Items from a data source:
========================
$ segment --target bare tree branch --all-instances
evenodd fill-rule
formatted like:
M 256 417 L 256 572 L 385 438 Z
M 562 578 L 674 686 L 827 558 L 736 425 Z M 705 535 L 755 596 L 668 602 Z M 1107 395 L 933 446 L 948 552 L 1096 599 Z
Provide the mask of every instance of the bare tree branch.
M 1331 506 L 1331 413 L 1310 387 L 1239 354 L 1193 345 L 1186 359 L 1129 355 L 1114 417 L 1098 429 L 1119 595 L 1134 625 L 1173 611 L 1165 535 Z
========================
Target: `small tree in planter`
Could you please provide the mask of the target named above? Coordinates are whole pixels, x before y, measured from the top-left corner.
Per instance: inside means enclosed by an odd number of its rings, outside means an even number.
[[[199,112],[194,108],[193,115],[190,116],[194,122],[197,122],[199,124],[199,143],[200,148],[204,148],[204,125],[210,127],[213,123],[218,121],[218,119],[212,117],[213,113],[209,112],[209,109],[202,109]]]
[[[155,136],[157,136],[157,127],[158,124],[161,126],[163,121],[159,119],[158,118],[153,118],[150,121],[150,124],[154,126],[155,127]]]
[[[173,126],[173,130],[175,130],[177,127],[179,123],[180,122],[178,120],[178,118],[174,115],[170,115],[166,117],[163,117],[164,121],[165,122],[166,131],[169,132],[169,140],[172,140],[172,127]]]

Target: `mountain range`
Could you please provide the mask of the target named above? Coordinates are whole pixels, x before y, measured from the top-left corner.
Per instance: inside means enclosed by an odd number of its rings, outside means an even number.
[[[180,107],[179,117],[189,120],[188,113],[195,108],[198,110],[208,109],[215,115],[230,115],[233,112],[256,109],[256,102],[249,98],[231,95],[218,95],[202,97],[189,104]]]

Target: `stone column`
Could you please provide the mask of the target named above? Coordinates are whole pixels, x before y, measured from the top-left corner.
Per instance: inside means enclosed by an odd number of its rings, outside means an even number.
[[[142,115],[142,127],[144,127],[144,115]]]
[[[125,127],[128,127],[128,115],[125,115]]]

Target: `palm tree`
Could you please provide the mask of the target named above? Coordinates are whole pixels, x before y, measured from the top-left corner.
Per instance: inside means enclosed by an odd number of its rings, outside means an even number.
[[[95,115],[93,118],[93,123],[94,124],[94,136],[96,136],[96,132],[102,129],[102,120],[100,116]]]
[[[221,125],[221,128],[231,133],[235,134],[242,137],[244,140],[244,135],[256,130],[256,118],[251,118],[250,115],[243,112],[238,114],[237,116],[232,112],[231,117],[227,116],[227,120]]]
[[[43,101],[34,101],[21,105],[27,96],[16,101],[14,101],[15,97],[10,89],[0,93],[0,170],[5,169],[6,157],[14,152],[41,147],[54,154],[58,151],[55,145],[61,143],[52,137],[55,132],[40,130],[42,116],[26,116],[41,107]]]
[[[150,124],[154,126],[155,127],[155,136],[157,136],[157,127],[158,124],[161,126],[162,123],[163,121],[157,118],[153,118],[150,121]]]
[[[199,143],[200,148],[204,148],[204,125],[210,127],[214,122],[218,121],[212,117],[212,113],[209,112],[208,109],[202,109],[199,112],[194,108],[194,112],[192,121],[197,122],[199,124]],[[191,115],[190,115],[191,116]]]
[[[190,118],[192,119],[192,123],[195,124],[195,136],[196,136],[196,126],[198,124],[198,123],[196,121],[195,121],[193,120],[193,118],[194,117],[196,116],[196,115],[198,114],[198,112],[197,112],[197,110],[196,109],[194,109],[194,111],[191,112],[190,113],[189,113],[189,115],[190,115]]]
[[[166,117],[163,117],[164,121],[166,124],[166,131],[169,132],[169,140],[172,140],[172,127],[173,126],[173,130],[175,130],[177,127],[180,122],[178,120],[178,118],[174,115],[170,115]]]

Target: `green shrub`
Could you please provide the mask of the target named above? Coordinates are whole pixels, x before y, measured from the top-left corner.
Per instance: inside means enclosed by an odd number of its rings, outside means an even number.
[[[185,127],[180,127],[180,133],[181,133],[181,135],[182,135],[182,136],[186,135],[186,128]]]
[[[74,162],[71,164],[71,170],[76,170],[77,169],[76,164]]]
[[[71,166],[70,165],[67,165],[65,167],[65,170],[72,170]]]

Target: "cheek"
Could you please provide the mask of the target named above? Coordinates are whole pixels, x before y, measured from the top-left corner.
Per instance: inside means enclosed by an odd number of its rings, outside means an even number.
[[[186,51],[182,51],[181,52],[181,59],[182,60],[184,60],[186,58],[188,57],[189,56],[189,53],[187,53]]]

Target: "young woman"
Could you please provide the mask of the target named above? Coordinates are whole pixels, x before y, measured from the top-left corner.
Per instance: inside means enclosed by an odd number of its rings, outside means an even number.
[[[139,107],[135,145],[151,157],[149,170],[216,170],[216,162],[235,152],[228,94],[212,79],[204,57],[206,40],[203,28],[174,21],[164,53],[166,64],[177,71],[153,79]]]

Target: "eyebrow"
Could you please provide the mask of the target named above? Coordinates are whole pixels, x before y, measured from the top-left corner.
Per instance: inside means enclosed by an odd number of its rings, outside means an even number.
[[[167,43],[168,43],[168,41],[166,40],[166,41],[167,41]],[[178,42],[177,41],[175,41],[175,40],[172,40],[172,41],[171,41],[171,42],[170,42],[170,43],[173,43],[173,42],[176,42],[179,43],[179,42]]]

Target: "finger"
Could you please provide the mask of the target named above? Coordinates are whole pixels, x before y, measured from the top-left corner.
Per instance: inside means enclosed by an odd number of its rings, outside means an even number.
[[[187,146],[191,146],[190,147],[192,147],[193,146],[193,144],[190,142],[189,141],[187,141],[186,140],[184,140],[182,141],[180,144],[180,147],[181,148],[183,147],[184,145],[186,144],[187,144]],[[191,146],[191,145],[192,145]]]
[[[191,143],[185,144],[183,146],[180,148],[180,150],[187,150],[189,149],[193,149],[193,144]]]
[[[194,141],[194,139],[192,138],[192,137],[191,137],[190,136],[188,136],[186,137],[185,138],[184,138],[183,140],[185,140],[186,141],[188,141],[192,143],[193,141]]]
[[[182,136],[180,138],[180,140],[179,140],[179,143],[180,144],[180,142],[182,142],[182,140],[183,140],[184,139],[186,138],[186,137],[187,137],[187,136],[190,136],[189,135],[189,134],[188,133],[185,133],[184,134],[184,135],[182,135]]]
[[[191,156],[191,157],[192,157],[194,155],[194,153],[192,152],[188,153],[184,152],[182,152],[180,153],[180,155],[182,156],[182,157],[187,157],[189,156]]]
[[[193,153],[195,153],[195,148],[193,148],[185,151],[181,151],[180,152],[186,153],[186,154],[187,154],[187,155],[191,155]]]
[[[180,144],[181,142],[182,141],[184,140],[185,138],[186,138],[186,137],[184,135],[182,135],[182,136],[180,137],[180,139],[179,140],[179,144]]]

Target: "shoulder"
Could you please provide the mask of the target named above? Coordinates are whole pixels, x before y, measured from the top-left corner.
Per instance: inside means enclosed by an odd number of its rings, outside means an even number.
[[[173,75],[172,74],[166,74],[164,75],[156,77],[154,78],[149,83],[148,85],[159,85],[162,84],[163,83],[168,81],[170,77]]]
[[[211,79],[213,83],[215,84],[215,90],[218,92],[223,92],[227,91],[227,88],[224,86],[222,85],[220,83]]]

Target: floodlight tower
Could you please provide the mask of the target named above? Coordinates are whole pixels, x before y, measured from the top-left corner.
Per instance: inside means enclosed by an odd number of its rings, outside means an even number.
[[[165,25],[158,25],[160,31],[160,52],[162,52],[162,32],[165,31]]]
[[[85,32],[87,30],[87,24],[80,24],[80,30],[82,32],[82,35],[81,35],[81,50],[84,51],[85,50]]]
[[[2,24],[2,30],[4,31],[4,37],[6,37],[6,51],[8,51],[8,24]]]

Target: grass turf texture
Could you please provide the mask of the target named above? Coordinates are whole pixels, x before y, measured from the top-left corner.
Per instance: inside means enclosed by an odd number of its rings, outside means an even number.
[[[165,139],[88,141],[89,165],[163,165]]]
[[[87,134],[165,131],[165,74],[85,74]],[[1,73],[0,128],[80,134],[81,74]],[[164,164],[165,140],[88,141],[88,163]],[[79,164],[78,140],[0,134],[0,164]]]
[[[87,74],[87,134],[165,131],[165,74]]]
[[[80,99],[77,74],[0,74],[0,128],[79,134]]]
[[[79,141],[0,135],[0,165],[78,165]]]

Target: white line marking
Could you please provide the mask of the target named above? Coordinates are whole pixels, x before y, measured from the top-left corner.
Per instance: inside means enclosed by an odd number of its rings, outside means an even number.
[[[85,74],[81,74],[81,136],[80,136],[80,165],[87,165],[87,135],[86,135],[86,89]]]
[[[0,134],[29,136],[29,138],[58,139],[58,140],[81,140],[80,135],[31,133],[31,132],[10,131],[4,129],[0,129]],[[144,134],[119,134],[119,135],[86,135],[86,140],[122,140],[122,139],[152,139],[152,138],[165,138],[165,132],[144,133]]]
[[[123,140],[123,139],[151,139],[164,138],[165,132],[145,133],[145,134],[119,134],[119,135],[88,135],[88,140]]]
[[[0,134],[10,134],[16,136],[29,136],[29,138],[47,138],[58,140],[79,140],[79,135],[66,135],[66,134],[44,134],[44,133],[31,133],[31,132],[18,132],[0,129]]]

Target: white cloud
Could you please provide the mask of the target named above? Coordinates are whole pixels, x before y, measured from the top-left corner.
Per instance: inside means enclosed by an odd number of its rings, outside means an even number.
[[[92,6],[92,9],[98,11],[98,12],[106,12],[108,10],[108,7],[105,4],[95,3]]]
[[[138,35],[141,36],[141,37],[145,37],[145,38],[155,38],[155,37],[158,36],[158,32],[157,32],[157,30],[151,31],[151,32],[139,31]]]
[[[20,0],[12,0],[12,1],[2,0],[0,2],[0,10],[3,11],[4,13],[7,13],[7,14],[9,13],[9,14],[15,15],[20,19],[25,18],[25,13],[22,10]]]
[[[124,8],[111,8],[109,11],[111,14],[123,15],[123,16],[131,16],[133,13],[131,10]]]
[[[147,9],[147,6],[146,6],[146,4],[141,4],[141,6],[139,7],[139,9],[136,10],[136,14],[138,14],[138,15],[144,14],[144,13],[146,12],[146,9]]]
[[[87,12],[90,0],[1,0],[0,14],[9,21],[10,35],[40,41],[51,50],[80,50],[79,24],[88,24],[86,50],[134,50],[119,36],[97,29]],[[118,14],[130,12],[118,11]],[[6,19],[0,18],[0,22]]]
========================
> [Aim of the task]: Set down, without any change, the lines of the listing from the line with "tree branch --all-instances" up to and including the line with "M 1331 506 L".

> [Result]:
$ segment --target bare tree branch --all-instances
evenodd fill-rule
formatted like:
M 256 417 L 256 572 L 385 438 Z
M 562 578 L 674 686 L 827 558 L 736 425 Z M 705 535 L 755 596 L 668 602 Z M 1107 395 L 933 446 L 948 552 L 1096 599 Z
Provide the mask of every instance of the bare tree branch.
M 1331 506 L 1331 413 L 1310 387 L 1239 354 L 1193 345 L 1186 359 L 1129 355 L 1114 417 L 1098 429 L 1119 595 L 1134 625 L 1173 611 L 1165 535 Z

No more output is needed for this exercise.